▶ _Exercise_
Copy all of the data that follows without altering a word.

▶ _Raw data_
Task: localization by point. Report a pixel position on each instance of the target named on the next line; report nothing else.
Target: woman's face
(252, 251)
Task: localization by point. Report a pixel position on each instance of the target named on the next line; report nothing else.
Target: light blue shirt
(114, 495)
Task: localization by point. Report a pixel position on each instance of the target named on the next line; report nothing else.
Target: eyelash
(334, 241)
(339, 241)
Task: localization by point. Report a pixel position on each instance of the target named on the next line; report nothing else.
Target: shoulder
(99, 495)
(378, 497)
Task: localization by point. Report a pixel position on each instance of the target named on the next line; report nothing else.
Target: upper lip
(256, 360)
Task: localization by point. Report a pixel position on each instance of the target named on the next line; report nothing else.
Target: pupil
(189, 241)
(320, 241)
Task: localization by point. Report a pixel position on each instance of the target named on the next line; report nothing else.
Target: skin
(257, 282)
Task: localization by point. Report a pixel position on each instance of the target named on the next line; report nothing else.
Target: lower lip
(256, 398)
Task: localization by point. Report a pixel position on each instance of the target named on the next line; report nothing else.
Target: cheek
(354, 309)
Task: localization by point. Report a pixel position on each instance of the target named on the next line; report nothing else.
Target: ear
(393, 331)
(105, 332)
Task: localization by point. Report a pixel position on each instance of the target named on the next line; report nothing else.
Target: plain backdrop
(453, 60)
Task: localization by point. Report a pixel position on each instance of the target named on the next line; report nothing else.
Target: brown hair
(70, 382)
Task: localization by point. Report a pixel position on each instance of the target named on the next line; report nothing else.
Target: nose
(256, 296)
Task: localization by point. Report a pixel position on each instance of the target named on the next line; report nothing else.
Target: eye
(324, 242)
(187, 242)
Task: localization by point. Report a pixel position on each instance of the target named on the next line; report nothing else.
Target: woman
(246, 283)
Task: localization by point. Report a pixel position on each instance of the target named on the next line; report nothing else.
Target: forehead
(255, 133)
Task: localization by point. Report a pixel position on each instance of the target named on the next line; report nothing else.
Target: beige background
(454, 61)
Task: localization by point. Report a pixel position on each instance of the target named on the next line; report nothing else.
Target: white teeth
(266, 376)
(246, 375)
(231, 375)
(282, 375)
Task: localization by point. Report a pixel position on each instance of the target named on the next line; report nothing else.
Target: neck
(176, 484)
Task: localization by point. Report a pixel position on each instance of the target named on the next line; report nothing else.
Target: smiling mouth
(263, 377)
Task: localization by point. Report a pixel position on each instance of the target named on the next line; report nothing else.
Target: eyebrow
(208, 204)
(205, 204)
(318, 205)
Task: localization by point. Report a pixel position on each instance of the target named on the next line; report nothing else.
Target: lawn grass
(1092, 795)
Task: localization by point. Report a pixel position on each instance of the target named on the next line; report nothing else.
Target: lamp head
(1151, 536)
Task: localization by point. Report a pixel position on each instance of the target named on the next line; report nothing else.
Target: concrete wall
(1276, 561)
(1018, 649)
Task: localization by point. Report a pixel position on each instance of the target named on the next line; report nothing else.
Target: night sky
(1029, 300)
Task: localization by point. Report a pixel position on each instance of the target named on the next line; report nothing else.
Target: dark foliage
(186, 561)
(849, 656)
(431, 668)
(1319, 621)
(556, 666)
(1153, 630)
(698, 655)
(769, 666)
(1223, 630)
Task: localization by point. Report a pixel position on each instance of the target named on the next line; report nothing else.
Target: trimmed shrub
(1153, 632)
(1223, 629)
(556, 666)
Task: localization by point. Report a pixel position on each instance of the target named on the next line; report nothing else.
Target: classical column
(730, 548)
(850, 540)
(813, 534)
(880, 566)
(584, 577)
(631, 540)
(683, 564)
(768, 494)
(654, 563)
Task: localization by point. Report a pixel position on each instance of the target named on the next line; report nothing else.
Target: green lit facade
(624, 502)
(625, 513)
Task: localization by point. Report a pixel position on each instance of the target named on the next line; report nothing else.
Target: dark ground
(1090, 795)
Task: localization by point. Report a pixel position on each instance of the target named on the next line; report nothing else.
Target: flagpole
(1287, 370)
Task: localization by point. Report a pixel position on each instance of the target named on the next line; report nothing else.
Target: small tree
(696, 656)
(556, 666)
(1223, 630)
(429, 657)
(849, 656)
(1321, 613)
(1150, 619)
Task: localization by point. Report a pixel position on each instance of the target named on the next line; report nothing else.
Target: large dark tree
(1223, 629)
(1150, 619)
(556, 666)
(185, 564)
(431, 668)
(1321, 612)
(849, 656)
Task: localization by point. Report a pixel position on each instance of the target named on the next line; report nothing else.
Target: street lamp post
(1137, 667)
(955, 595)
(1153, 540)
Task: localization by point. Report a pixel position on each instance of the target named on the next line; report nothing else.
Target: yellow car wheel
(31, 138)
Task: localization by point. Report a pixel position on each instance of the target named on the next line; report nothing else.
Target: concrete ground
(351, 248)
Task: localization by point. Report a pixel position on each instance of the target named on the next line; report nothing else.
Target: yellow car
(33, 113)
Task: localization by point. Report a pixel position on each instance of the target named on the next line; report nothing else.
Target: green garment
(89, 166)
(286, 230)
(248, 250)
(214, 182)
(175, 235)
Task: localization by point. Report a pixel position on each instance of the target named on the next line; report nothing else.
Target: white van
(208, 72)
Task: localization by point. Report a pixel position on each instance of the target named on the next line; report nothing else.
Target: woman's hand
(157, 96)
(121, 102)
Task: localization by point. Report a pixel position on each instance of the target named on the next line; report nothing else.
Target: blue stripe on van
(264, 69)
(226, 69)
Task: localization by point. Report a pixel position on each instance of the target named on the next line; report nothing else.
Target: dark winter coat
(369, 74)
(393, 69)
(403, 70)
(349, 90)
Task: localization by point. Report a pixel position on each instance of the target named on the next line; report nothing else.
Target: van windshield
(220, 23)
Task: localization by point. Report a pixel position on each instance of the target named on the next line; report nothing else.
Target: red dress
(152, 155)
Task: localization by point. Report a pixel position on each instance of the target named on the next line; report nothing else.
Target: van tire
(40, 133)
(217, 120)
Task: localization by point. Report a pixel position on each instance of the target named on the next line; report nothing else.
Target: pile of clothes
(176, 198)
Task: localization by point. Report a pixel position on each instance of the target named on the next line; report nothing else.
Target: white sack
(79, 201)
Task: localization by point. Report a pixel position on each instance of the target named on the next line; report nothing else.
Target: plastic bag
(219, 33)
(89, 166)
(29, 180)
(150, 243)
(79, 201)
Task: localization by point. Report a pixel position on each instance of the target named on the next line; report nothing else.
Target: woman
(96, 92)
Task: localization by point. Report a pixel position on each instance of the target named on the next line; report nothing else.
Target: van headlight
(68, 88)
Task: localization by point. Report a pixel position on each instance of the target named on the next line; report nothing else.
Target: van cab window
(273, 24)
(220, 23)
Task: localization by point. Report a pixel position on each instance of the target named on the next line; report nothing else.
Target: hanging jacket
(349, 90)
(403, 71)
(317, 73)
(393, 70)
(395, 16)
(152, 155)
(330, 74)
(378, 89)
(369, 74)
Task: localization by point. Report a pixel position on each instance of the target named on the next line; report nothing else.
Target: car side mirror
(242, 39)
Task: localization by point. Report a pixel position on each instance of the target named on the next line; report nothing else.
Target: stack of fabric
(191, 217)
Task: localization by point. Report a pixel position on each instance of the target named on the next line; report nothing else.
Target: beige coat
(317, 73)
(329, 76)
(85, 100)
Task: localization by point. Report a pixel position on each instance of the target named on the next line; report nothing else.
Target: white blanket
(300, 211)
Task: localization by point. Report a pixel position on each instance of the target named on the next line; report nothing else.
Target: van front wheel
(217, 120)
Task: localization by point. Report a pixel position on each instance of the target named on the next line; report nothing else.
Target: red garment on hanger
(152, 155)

▶ _Written response_
Task: localization by point. Report a pixel position on each instance of the target named on the next line; report nothing else.
Target: woman's face
(252, 251)
Task: localization by point. Report a pixel position on each instance of the target named on the next line; report nothing else.
Target: light blue shirt
(114, 495)
Task: localization by point. Report a pixel position on each instance of the target named on the next line; report nothing else.
Target: eyelash
(334, 241)
(339, 241)
Task: localization by point. Report a pixel position on each instance of the target named on the next line; report nothing else.
Target: shoulder
(99, 495)
(378, 497)
Task: localization by point. Report a pixel position on each instance of the target named on the next line; report nothing else.
Target: upper lip
(256, 360)
Task: localization by point. Report a pixel position on each instance of the target named on the next line; report nothing else.
Target: pupil
(189, 241)
(320, 241)
Task: localization by point. Report a pixel position on each instance of the target named on the next line; report nothing else.
Target: skin
(257, 282)
Task: localization by point. Report a pixel position on each instance of the target named on the next line; report nothing else.
Target: lower lip
(256, 398)
Task: localization by point. Report a pixel position on each instance of the target named on the next line; report nothing else.
Target: cheek
(354, 309)
Task: localization by point. Report a pixel position on each instance of the target named on the next line; report nothing else.
Target: ear
(393, 331)
(105, 332)
Task: localization by point. Report a pixel position on each instance of the target named on the next line; report nothing else.
Target: plain backdrop
(453, 60)
Task: localization by point. Report a pixel position on each instance of the target named on the next line; report nothing else.
Target: brown hair
(70, 382)
Task: localization by point. Report a pixel position on each instance of the target named on the next line; report nothing else.
Target: nose
(256, 296)
Task: localization by point. Report a pixel position on each instance of the target named on the next line; report nothing else.
Target: eye
(324, 242)
(187, 242)
Task: localization by point. Report a pixel position on each instance of the target named on the next line; report nothing else.
Target: woman
(246, 283)
Task: localization by point. Report a pixel position on each instance of the target named on the next line; report nothing else.
Target: forehead
(255, 133)
Task: localization by point. Report a pixel position on each instance of the target named on the next line; report nothing else.
Target: beige background
(454, 61)
Task: localization by point. Report a pixel position on each instance of the target named on the next line; report nothing else.
Target: white teeth
(266, 376)
(246, 375)
(231, 375)
(282, 375)
Task: localization by point. Report a pixel position on each instance of the target named on the next line; report nothing else.
Target: neck
(176, 484)
Task: localization by point. Report a pixel position on each instance of the target named on the next line; report nothing else.
Target: smiling mouth
(263, 377)
Task: localization by point. Report a pixel position on each instance of the target named on the next line; report nothing else.
Target: eyebrow
(208, 204)
(205, 204)
(318, 205)
Task: localization by point. Report a pixel position on each instance of the target named on the next line; report nothing else.
Target: lawn grass
(1092, 795)
Task: localization by point. Report a pixel position on each instance of the target named on the next line; report nothing else.
Target: lamp head
(1151, 536)
Task: localization by point. Report a pixel position on each instance of the target named on the next line; report nothing else.
Target: concrete wall
(1276, 561)
(1018, 649)
Task: localization by point. Report a pixel position on each instance of the target named on the next line; report nothing else.
Target: night sky
(1029, 300)
Task: localization by point. Report a pixel position on each instance of the target named on the next line; report nothing else.
Target: dark foliage
(186, 561)
(849, 656)
(431, 668)
(1319, 621)
(556, 666)
(1153, 630)
(698, 655)
(769, 666)
(1223, 630)
Task: localization by point. Report a pixel position on each instance of the target named on the next line; report nothing else.
Target: trimmed shrub
(1153, 632)
(1223, 629)
(556, 666)
Task: localization by point. Report a pixel position on each instance of the target named on the next line; report nothing else.
Target: classical column
(730, 548)
(850, 540)
(813, 534)
(880, 566)
(584, 577)
(631, 540)
(683, 564)
(768, 494)
(654, 563)
Task: localization by point. Report a pixel position on each instance of the target named on the next line; report nothing else.
Target: green lit facade
(624, 502)
(625, 513)
Task: localization by point. Report a pixel position on each instance of the target named on the next line; report nothing else.
Target: dark ground
(1090, 795)
Task: localization by point. Report a pixel position on each instance of the target named on the next line; report nothing else.
Target: flagpole
(1287, 370)
Task: localization by point. Report a pixel position on each instance of the target named on the next line; report nothing else.
Target: small tree
(696, 656)
(556, 666)
(1223, 630)
(429, 657)
(849, 656)
(1321, 613)
(1150, 619)
Task: localization by point. Report a pixel position on each instance of the target named on the next line; report nothing else.
Target: large dark tree
(1223, 629)
(1150, 619)
(556, 666)
(185, 564)
(431, 668)
(1321, 612)
(849, 656)
Task: localization by point. Report a pixel position on each instance of the target named on the next line; report nothing else.
Target: street lamp post
(1137, 667)
(955, 595)
(1153, 540)
Task: localization by point. Report a pixel position on each instance of the target named on the next line; report nothing else.
Target: yellow car wheel
(31, 138)
Task: localization by point. Report a pixel position on each instance of the target named on the next line; report nothing else.
Target: concrete ground
(351, 248)
Task: localization by point. Report a pixel position on each instance of the target named on the next line; report nothing else.
Target: yellow car
(33, 113)
Task: localization by point. Report a pixel position on each instance of the target named on the next line; report nothing else.
Target: green garment
(89, 166)
(286, 230)
(248, 250)
(214, 182)
(175, 235)
Task: localization by point. Report a pixel position on each instance of the target named on the next line; report nothing else.
Target: white van
(208, 72)
Task: localization by point. Report a pixel position on each instance of the target named on the next line; report nothing else.
Target: woman's hand
(157, 96)
(121, 102)
Task: localization by point. Report a pixel position on each instance of the target named on the next line; report nothing else.
Target: blue stripe on van
(264, 69)
(226, 69)
Task: localization by point. Report a pixel position on each instance of the target named on the next line; report nothing else.
Target: dark winter coat
(369, 74)
(393, 69)
(403, 70)
(349, 90)
Task: localization by point. Report a pixel position on each instance of the target named on the next line; report nothing else.
Target: van windshield
(220, 23)
Task: localization by point. Report a pixel position on each instance of the target named on the next line; report nothing else.
Target: red dress
(152, 155)
Task: localization by point. Report a pixel position on each instance of the target named on the next line; report nothing else.
Target: van tire
(40, 133)
(217, 120)
Task: localization by point. Report a pixel position on each instance of the target named on the next line; report nothing else.
Target: pile of clothes
(176, 198)
Task: localization by point. Report a pixel position on each instance of the target named on the next line; report nothing else.
Target: white sack
(79, 201)
Task: localization by point. Report a pixel position on each instance of the target named on the next line; report nothing else.
Target: plastic bag
(219, 33)
(89, 166)
(29, 180)
(150, 243)
(79, 201)
Task: localization by point. Report a pixel position on each instance of the target named on the next line; report nothing else.
Target: woman
(96, 92)
Task: localization by point. Report a pixel position on each instance of the target named on the next line; report nothing else.
Target: van headlight
(68, 88)
Task: localization by point. Report a pixel position on each instance of the target named on the next line; report nothing else.
Target: van cab window
(273, 24)
(220, 23)
Task: localization by point. Report a pixel position on each instance of the target named on the next line; report nothing else.
Target: hanging jacket
(349, 90)
(403, 71)
(317, 73)
(393, 70)
(395, 16)
(152, 155)
(330, 74)
(378, 89)
(369, 74)
Task: localization by point. Report a pixel position on each instance of the target named on the next line; report nothing else.
Target: car side mirror
(242, 39)
Task: localization by point. Report a pixel position on each instance of the target named on the next line; report nothing else.
Target: stack of fabric
(191, 217)
Task: localization by point. Report a pixel position on each instance of the target named on the next line; report nothing else.
Target: beige coat
(317, 73)
(329, 76)
(85, 100)
Task: localization by point. Report a pixel position on each instance of the target named on the next line; report nothing else.
Target: white blanket
(300, 211)
Task: localization by point. Report a pixel position on each instance of the target named on the next line; report nothing else.
Target: van front wheel
(217, 120)
Task: localization by point. Report a pixel position on each instance of the target named on the next line; report nothing else.
Target: red garment on hanger
(152, 155)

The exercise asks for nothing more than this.